ИНСТРУКЦИИ К ЗАДАНИЯМ:
[A] Как прозвали студента, которого застали под дверью комнаты в общежитии, согласно воспоминаниям о Физтехе?
[B] Продолжите воспоминания о Физтехе, начав сразу после последней фразы.
─── ФРАГМЕНТ ТЕКСТА ───
Дозволив свободу, начальство, как это всегда случается, старалось, где возможно, ее отобрать. Ненаучные интересы не поощрялись. Поощрялось стукачество. Помню такой случай: сидим мы четверо или пятеро в нашей комнатушке в общежитии, громко и увлеченно о чем-то кричим, вдруг — под дверью две тени. Один из нас резко вскакивает, распахивает дверь — на пороге, с разинутым ртом, какой-то тип. Бедняга опешил от неожиданности, наконец нашелся: «Ребята, вы слишком громко кричите». Так его с тех пор и прозвали: Две Ноги. Особенно следили за вольнодумной литературой. Я помню, моего друга Мишу Фейгельмана стукач застал за чтением «Гадких лебедей» Стругацких и у Миши были неприятности. Помните у Галича?
Проректором Физтеха по науке (!) был в мое время некто Кузмичев, толстопузый дядя с физиономией и ухватками хама. (Говорили, что во время войны он служил в заградотряде.) В деканатах, особенно на уровне замдеканов, преобладали держиморды и лакеи.
Стукачи обыкновенно таились, но случалось, хоть и очень редко, что кто-то из них зарывался. Помню, один стал открыто шантажировать студентов, воровал письма и т. п. Молодым людям удалось собрать на него досье и поставить вопрос об исключении его из комсомола, что влекло за собой автоматическое исключение из института. Помню замечательную по выразительности фразу из обвинительного заключения: «использовал чайники для нужд, исключающих дальнейшее употребление». Шантажиста таки выгнали, но инициаторам гонений деканат за павшего стукача отомстил: все они получили плохое распределение (если кто не знает, в СССР после окончания вуз устраивал, вернее, «распределял» студентов на работу).
Помню еще одно комсомольское дело — «дело о отравлении естественных надобностей на памятник Юрию Долгорукому».
─── ВЫДЕРЖКИ ИЗ ДАННЫХ ───
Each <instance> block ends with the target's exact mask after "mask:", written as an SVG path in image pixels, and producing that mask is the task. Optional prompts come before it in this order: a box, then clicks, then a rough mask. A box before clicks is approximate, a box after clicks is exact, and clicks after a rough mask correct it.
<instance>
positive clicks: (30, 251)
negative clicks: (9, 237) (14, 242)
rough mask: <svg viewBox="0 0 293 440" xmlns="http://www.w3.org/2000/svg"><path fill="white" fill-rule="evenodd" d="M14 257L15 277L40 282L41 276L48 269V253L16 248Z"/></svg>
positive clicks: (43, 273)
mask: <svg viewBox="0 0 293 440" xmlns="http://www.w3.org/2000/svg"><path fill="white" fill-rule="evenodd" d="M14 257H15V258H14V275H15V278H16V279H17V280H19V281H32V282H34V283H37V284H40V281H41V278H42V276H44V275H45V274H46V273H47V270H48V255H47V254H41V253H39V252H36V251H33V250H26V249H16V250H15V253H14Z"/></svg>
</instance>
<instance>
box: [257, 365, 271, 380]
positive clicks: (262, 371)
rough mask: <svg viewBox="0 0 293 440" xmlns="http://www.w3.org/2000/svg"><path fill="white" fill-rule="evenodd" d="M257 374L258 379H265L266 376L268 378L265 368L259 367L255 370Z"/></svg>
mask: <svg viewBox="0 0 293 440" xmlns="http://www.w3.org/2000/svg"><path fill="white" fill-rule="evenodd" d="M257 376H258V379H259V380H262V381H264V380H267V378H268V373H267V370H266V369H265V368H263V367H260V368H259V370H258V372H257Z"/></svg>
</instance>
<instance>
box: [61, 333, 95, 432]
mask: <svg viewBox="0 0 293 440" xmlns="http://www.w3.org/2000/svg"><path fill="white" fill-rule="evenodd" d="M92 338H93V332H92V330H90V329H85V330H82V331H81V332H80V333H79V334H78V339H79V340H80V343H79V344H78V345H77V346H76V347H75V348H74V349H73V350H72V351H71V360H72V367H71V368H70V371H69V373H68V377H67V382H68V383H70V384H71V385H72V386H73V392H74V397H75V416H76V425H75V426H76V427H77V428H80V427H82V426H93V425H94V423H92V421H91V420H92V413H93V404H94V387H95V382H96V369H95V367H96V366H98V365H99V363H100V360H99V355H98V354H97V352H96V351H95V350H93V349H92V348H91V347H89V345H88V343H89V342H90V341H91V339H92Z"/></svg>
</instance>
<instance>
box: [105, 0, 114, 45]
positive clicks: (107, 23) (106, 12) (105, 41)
───
ОТВЕТЫ НА ЗАДАНИЯ:
[A] Его прозвали Две Ноги.

[B]
Какой-то тщедушный студентик отобедал на сэкономленные деньги в ресторане «Арагви» и, забыв первую заповедь туриста о том, что мимо туалета проходить нельзя, вышел на прилегающую к ресторану площадь. Тут его настигла нужда, а дальше, по его словам, было так: «Вижу — памятник, я за него зашел…» (напомню читателю, что памятник основателю Москвы стоит посреди площади). На собрании декан наш орал (это уже было, когда я перебрался на ФОПФ): «Напился, для меня он — не физик!» Другой представитель деканата, добрейший старичок, недоуменно вопрошая: «Как же ты мог, там же иностранцы ходят?» Парня исключили.
Первые три года в Физтехе, пока я учился на «квантах», ничего хорошего, кроме учебы, я не видел. С тамошними ребятами у меня как-то не образовалось общих интересов. Исключение составлял блистательный Алеша Бударин по кличке Бу. Он был выпускником самой лучшей тогда 2-й московской школы («второй синагоги»). Ее, кажется, где-то году в 1970-м разогнали, вернее, «реформировали», выгнав наиболее либеральных учителей. Бу представлял собой любопытную смесь: отец его был донской казак, а мать еврейка. И выглядел он соответственно: волосы как проволока, цвета воронова крыла, чуб, падающий на глаза, глаза ярко-стального цвета, нос с горбинкой, прямо Гришка Мелехов из «Тихого Дона», да только вот статью не вышел — худой, грудь узкая и страшно нервный. Бу начал просвещать меня насчет сущности советской власти. А дальше по Юлию Киму:
Я многим обязан Алеше в своем становлении: он поделился со мной всем тем, что мне как провинциалу было недоступно; и ум у него был живой, и даром слова он был наделен. В начале 1980-х наши пути разошлись, и с тех пор я его не встречал.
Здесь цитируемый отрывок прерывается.